実は、週刊新潮は「No.2が『秋篠宮』に謝罪 皇族に悪口三昧『皇宮警察』で隠蔽された『中国人皇居侵入事件』」(2022年6月30日号)という記事で、皇宮警察OBの話としてこう報じている。
《「本来なら利用者は最寄りの北桔橋(きたはねばし)門を通って皇居から退出すべきところ、男性は帰りに本丸から百人番所を経て、境界柵を不正に越えてしまったのです」 そこから、思いもよらぬ展開となった。「車馬課の前を通って宮内庁庁舎へと入り込んだ彼は、地下の食堂で昼食までとっています。その後は、宮殿の西玄関から北庭へと抜け、盆栽の仕立て場である大道庭園へ。引き返したところ、ようやく賢所通用門近くの『吹上仲門』で身柄を確保されたのです」》
「中国人は、何人もの宮内庁職員とすれ違ったそうですが、資料室の閲覧者がつけるバッジを外していたため、誰も注意する者はいませんでした。北庭を歩いても注意されなかったのです」
資料室を出てから身柄を拘束されるまで、1時間を超えていたという。
「中国人の徘徊ルート上の近くには、坂下護衛署の友溜(ともだまり)警備派出所もありました。しかし、皇宮警察の護衛官は中国人を呼び止めなかった。その後の取り調べで中国人は、『道に迷った。お腹が減っていたので、食堂に入った』などと供述したそうです」
もっとも、中国人の名前がわかると、公安関係者は色めき立った。
「その中国人は、中国大使館で諜報活動をしている中国人外交官の協力者ではないかと言われていて、公安がマークしていた人物だったんです。厳重に警備されている皇居をどこまで侵入できるか調べるために、皇居内をうろついたものと思われます。おそらく監視カメラはどのくらいあるのか、人間の体温を探知する(哺乳動物も探知)赤外線センサーは配置しているのか、当然チェックしたはずです」

# [設定課題]
• a. 皇居侵入事件の抜粋によると、男性の身柄が最終的に確保された場所はどこですか。
• b. 皇居侵入事件の抜粋を、最後の文の後から書き継いでください。

# [枠付きの写真ラベル]
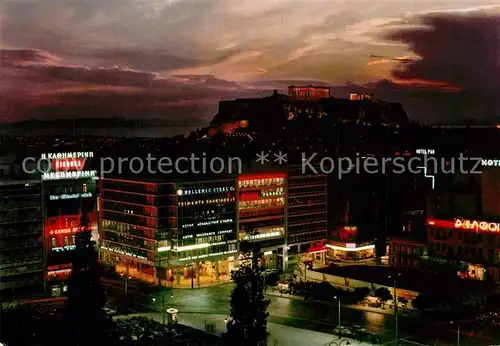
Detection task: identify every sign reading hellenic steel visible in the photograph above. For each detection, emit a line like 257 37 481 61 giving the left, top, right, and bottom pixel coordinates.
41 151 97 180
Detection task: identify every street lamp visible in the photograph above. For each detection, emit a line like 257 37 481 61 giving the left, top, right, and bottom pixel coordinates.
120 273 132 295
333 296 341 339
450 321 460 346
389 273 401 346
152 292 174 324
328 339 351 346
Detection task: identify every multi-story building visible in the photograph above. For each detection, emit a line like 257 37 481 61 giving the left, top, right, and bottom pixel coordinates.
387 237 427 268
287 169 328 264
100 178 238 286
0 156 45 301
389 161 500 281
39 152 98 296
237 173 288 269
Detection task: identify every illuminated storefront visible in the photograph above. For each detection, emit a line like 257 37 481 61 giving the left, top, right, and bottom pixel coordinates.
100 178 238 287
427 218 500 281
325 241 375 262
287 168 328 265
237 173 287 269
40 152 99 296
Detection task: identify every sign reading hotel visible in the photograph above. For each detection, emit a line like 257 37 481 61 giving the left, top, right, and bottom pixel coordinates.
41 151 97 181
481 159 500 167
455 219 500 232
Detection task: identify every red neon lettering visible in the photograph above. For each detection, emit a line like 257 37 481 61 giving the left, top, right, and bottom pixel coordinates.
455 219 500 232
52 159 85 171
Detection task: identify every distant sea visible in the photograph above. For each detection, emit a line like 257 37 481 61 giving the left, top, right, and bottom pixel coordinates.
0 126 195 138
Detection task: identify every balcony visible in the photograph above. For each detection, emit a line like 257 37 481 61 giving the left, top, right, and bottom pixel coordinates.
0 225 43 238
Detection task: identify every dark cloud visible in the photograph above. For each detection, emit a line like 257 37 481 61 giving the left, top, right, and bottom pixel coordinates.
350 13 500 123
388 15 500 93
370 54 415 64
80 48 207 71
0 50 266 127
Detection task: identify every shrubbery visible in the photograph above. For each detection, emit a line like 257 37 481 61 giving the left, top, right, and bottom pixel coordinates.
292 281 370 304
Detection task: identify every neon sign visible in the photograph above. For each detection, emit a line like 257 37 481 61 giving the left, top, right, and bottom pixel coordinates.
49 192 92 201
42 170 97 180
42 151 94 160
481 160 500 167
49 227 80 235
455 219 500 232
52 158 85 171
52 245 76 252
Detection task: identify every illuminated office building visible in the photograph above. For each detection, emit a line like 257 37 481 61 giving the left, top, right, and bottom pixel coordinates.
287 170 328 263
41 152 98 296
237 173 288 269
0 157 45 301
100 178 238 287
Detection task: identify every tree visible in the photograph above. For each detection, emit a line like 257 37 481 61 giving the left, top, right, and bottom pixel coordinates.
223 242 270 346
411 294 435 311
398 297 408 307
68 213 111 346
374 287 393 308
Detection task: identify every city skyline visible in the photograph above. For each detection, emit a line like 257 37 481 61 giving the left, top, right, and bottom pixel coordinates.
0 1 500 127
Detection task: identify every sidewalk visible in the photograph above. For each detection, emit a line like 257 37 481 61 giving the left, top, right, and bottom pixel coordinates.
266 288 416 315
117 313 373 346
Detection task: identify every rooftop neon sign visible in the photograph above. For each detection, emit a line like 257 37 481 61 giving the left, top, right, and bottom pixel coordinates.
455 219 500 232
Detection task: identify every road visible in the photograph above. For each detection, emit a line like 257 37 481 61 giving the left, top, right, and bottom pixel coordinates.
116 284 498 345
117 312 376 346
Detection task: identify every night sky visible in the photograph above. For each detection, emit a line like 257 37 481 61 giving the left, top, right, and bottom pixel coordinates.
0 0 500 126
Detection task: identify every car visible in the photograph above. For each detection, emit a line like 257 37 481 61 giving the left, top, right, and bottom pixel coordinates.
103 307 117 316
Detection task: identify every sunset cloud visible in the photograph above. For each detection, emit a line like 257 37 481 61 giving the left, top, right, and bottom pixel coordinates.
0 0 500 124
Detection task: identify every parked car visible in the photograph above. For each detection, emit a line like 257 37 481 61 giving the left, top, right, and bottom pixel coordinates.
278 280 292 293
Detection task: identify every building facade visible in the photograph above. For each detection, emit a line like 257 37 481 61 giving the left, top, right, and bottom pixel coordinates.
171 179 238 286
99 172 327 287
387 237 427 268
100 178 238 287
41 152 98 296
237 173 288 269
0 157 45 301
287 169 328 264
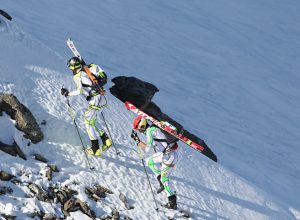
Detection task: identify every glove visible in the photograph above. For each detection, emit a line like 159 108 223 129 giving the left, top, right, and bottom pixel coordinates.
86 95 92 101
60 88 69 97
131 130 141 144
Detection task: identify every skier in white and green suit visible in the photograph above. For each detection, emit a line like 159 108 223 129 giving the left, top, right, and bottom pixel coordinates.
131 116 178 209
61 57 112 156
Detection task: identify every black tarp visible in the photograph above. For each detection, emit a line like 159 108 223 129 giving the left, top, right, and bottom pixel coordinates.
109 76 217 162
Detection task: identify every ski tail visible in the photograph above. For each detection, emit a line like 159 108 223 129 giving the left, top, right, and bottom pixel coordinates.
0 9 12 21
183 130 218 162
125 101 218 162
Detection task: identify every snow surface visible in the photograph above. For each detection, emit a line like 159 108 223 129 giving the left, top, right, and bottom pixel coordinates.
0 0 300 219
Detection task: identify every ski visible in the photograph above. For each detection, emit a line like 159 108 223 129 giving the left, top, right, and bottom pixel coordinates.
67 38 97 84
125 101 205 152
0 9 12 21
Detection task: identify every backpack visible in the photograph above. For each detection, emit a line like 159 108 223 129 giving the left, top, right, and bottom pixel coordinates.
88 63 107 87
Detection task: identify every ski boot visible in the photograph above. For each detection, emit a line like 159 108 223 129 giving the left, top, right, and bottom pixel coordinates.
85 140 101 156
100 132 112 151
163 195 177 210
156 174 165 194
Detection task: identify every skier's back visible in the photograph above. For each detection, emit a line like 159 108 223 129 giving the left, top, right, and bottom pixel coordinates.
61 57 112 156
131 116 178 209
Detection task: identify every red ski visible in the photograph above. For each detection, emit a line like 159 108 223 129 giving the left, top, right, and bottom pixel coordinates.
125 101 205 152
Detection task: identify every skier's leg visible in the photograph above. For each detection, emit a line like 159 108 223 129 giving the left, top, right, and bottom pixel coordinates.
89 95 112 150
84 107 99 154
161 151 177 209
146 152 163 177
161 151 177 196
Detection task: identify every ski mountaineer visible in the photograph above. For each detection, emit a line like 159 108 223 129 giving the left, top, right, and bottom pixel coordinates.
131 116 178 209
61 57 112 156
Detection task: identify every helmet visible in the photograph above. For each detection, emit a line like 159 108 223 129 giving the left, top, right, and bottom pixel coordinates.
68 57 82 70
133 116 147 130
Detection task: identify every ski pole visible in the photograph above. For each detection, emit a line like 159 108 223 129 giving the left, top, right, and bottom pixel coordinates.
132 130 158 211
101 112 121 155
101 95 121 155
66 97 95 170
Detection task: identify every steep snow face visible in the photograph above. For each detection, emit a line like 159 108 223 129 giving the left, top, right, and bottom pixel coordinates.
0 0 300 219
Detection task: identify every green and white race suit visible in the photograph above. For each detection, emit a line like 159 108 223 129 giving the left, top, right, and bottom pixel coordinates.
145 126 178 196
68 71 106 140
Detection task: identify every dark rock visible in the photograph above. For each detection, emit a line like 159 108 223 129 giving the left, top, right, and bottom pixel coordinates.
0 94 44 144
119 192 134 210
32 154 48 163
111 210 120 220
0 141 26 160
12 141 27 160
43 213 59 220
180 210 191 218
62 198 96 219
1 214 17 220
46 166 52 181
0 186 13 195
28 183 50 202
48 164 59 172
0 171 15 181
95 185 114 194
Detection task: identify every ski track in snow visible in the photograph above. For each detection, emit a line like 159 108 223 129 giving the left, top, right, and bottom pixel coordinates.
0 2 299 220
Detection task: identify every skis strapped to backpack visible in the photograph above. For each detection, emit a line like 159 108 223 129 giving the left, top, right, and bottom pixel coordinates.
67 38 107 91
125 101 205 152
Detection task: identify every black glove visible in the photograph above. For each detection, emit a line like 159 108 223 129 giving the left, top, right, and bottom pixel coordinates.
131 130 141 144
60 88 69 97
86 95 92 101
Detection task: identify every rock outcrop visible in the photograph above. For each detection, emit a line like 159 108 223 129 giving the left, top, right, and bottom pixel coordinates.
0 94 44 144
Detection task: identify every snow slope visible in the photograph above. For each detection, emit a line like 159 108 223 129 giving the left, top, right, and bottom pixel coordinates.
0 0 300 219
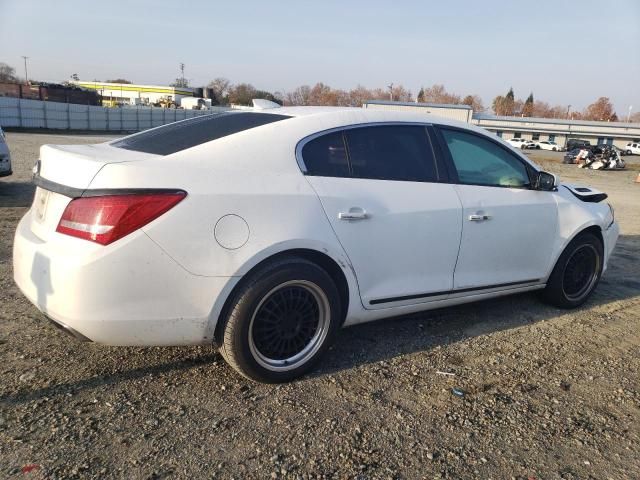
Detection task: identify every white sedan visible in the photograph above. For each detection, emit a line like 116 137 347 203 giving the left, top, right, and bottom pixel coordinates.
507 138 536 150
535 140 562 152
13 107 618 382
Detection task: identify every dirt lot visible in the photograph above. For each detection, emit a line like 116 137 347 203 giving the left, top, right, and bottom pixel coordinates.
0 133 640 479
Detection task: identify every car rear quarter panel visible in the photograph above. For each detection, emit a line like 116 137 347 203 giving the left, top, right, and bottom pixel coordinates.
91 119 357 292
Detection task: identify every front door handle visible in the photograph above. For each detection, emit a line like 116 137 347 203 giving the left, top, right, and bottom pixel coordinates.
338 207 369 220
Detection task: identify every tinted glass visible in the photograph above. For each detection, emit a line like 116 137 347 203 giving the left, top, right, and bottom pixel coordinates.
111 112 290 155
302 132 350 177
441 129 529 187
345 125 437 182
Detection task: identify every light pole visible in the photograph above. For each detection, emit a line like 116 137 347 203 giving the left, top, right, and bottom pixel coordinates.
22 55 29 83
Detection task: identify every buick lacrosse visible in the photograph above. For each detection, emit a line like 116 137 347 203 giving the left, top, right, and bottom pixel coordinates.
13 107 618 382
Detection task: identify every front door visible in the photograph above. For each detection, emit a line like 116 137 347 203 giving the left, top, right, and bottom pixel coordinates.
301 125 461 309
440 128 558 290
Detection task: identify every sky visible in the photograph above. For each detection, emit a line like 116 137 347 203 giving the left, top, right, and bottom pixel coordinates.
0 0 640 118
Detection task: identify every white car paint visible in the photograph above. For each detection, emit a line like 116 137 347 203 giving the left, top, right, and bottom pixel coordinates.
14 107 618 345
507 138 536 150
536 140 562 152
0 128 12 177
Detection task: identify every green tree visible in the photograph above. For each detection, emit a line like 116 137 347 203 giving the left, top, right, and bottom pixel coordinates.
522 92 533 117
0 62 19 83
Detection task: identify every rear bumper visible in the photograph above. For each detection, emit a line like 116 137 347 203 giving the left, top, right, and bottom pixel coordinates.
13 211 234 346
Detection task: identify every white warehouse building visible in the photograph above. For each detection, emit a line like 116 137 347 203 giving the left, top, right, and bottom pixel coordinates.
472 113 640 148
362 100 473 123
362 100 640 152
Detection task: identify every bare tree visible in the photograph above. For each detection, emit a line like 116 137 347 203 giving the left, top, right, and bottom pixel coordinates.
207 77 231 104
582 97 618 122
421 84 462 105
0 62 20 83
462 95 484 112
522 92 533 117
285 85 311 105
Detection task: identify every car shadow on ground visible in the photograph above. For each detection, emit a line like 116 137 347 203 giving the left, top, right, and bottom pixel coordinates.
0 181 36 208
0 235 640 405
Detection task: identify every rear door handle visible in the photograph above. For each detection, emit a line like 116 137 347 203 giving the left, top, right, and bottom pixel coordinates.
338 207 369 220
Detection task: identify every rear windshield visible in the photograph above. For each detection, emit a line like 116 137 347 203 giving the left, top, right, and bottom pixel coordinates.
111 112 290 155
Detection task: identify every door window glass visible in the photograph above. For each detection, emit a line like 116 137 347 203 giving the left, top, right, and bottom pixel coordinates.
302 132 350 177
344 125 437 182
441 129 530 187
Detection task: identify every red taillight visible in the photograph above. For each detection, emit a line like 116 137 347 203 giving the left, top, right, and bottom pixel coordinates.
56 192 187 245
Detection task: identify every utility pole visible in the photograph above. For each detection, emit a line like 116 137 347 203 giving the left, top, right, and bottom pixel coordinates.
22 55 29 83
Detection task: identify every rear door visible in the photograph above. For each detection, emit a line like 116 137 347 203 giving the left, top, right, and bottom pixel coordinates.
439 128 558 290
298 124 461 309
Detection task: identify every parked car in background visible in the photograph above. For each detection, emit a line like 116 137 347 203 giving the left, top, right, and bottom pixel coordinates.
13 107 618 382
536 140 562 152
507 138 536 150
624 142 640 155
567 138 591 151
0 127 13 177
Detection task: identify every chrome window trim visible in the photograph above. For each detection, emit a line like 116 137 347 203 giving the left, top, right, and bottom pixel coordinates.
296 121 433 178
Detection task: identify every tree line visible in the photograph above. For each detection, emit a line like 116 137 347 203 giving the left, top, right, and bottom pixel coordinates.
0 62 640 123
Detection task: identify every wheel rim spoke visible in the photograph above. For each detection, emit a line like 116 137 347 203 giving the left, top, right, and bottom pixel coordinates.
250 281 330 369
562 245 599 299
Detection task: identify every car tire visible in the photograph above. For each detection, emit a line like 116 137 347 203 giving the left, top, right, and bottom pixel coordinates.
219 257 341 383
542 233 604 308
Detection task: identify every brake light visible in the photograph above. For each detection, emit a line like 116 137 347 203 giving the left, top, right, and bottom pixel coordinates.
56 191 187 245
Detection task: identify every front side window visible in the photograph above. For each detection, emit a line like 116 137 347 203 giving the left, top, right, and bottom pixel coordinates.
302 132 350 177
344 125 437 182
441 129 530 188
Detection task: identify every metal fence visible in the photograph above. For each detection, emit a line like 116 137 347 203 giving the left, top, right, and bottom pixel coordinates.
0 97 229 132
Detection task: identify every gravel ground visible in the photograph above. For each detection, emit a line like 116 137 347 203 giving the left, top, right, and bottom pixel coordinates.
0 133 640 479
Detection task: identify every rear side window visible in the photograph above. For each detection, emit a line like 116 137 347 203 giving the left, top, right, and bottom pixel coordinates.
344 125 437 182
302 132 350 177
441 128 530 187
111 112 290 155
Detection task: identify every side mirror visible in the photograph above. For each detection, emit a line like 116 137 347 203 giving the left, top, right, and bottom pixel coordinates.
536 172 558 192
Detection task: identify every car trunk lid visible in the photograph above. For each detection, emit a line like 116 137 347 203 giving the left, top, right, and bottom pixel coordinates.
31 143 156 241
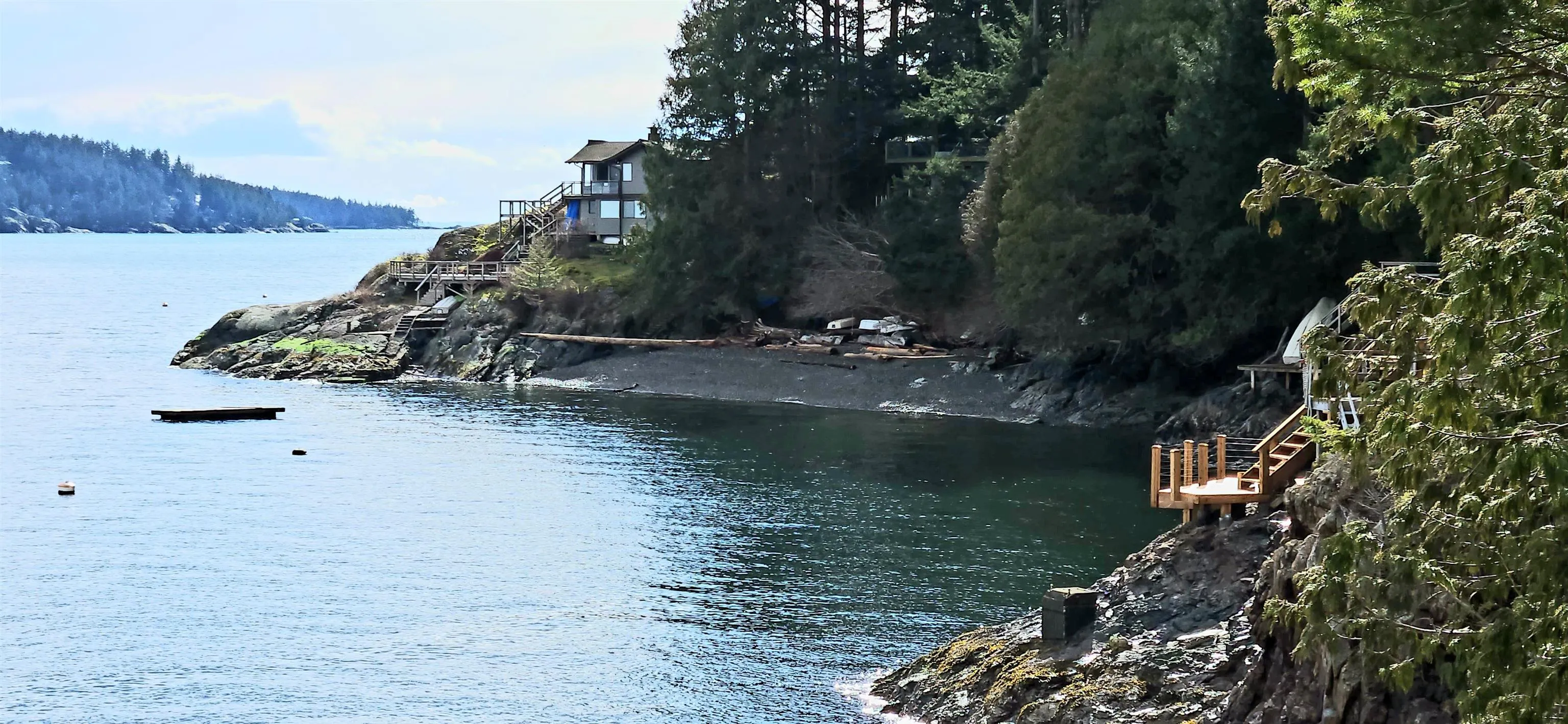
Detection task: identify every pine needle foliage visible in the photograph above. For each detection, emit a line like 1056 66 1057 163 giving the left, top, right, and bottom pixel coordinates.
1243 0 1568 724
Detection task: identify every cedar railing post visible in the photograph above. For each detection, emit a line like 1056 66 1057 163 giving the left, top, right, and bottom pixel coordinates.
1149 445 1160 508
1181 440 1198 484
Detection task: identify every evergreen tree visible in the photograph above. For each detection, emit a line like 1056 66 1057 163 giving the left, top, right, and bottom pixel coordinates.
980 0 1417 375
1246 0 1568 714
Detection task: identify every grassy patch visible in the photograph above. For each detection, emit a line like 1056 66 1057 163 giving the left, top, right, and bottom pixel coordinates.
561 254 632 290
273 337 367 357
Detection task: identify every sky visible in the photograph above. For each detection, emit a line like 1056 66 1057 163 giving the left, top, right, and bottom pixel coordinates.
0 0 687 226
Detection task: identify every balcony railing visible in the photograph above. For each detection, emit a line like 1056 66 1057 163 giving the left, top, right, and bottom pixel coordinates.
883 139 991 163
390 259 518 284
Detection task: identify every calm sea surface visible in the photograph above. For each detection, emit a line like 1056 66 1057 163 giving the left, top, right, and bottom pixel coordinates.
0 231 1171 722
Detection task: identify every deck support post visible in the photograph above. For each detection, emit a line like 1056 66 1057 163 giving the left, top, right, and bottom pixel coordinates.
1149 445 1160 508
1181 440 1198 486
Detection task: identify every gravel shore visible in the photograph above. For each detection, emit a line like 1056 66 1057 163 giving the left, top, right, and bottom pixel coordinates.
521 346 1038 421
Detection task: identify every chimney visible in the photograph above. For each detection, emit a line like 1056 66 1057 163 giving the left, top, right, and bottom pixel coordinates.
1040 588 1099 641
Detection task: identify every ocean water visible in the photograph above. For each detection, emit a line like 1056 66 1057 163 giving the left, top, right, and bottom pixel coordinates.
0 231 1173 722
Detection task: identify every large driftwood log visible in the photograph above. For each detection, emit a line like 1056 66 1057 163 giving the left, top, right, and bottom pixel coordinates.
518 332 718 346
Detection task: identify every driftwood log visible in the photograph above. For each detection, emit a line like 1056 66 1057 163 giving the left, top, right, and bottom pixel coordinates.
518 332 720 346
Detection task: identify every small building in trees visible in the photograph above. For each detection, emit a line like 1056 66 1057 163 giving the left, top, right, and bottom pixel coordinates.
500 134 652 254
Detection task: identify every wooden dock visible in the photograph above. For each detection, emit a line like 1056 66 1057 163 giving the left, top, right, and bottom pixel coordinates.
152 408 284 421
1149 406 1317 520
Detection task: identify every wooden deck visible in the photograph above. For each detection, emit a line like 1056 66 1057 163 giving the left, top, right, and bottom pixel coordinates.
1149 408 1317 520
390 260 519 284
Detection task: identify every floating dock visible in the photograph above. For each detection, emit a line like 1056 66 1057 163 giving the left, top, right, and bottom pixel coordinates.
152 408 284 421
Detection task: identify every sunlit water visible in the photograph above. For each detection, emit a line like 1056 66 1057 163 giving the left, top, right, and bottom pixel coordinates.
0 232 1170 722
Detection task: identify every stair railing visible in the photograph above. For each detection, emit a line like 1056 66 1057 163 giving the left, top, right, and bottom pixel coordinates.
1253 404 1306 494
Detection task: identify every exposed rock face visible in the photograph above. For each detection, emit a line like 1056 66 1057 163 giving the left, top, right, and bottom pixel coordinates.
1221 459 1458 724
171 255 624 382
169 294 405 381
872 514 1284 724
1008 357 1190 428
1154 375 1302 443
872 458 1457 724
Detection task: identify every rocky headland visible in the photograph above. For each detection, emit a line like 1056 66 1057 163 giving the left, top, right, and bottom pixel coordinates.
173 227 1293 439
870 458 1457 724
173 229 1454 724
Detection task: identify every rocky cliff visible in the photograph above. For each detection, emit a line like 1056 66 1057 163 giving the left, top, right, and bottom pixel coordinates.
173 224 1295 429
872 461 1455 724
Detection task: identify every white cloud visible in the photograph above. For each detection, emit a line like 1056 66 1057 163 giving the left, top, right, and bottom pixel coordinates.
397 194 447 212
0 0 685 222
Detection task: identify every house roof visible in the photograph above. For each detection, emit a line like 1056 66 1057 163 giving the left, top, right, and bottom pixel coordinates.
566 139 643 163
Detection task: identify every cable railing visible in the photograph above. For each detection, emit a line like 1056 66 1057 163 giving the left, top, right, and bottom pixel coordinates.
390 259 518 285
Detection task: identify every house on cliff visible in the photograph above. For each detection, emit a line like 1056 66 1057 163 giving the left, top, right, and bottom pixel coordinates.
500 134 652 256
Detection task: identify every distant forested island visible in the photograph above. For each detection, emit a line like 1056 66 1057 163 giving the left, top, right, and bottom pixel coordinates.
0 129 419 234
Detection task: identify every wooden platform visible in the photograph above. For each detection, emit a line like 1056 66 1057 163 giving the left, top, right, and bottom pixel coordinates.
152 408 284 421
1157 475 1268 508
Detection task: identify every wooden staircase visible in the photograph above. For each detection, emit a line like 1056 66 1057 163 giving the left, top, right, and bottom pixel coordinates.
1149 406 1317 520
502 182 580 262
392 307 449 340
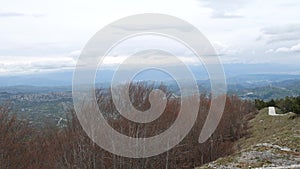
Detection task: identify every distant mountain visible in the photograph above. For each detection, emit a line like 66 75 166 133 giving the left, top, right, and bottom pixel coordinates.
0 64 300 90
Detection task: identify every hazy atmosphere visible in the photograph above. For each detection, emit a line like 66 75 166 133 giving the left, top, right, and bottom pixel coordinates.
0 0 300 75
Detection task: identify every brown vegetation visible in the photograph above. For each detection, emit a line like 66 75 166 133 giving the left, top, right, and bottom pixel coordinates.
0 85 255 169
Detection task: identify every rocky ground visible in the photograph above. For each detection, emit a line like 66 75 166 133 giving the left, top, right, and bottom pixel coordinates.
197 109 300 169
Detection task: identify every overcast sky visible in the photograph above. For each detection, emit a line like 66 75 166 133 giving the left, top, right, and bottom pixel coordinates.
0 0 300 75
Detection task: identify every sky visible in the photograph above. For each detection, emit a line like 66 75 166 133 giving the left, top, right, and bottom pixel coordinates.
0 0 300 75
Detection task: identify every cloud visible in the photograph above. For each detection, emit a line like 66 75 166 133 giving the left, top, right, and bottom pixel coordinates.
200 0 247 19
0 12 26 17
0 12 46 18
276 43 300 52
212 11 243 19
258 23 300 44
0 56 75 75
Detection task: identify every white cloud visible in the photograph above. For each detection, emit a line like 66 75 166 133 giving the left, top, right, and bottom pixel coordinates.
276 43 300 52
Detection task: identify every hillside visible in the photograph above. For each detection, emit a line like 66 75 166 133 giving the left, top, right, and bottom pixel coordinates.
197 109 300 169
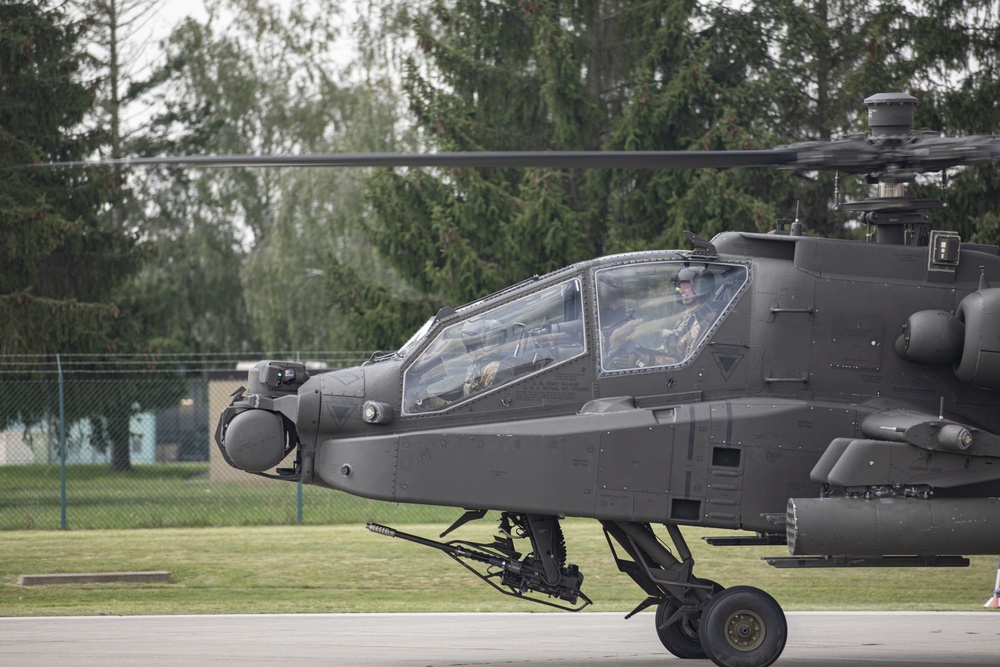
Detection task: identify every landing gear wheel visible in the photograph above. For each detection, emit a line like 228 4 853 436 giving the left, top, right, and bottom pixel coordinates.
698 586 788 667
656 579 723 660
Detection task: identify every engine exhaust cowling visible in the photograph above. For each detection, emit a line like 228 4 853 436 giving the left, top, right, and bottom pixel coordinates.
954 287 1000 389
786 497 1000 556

# [最終結果]
• a. 賢所通用門近くの「吹上仲門」です。

• b.
中国人は、皇居の一般参賀の際、立ち入り禁止区域に侵入することがよくあるという。
「団体で一般参賀に来る場合、宮内庁職員が案内をすることになっています。中国人は団体から抜け出して、立ち入り禁止区域に立ち入ることがよくある。護衛官に見つかると、『トイレに行きたくなった』といって言い訳するそうです」
もちろん、1時間以上も不法侵入者の身柄を確保できなかったことは、警察内部で大問題になった。
「当時、警察庁警備局長だった大石吉彦警視総監は、ことの経緯を聞かされて激怒したそうです。自ら皇居に視察に行ったほどです」
この事件で、皇宮警察の警備の杜撰さが浮き彫りになった。
「中国は、日本の警備体制は恐れるに足りないと思ったのではないでしょうか。皇宮警察はガードマンと同じで、はっきり言って暇な仕事です。事件を捜査することもないし、犯人を逮捕後、事情聴取することもないからです。暇を持て余しているから不祥事も多いとも言えます」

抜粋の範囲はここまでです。